_AIM OF THE TASK_
Pull out each line of the material below that contains the string "jacket", and list those lines in their original order.

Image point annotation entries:

▬▬▬

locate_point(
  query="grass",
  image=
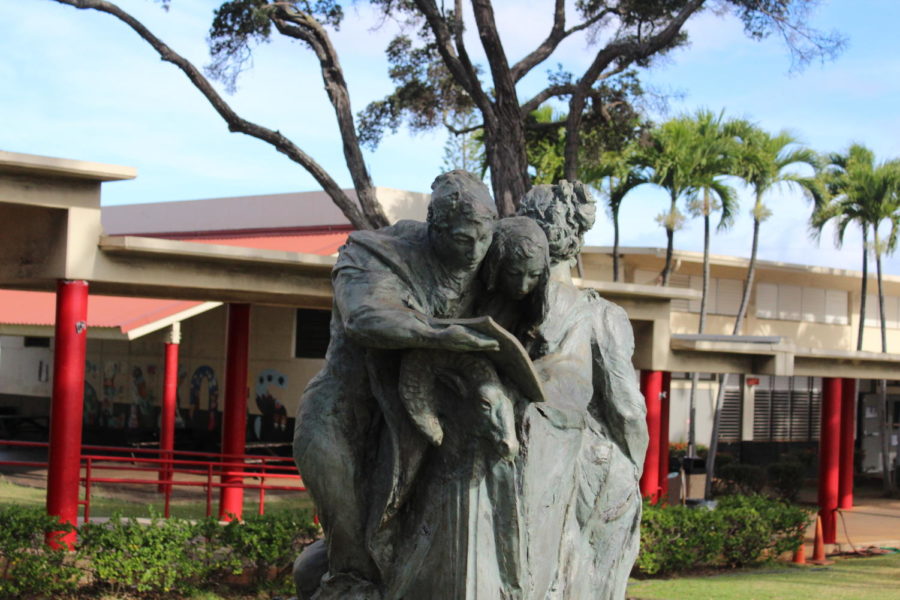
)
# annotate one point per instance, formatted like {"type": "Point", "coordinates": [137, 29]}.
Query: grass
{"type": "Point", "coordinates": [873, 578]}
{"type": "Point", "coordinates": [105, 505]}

▬▬▬

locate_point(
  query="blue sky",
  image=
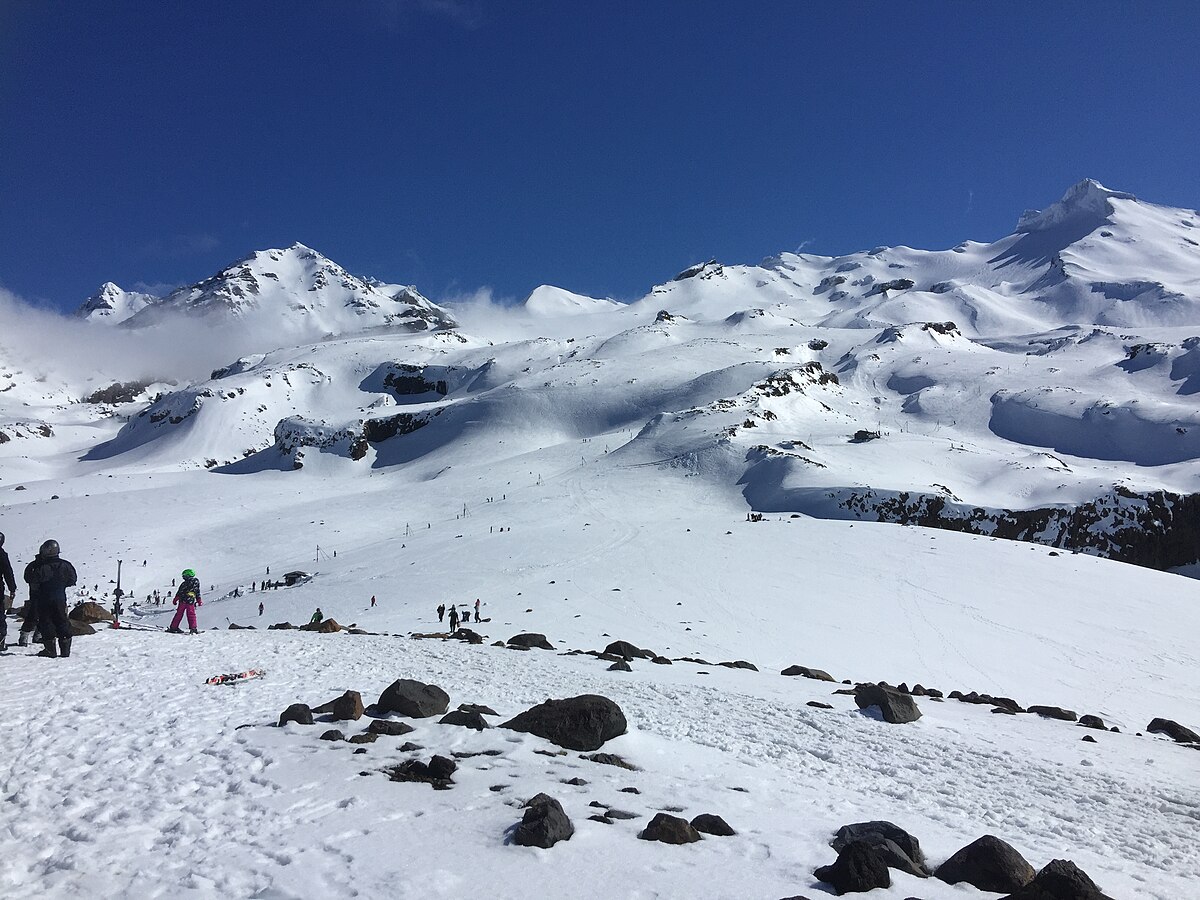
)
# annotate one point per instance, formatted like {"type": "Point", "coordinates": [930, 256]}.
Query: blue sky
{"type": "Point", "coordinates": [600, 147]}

▬▬▬

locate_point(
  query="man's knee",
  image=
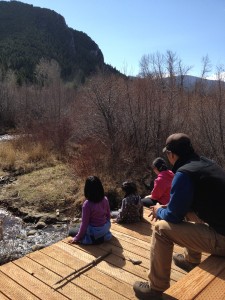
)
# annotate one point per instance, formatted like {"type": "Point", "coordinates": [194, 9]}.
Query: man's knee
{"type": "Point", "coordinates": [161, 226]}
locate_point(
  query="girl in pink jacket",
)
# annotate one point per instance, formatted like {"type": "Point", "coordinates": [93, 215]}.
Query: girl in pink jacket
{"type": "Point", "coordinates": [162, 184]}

▬▬▬

_SOLUTION_
  query="girl in pink jacket",
Query: girl in pink jacket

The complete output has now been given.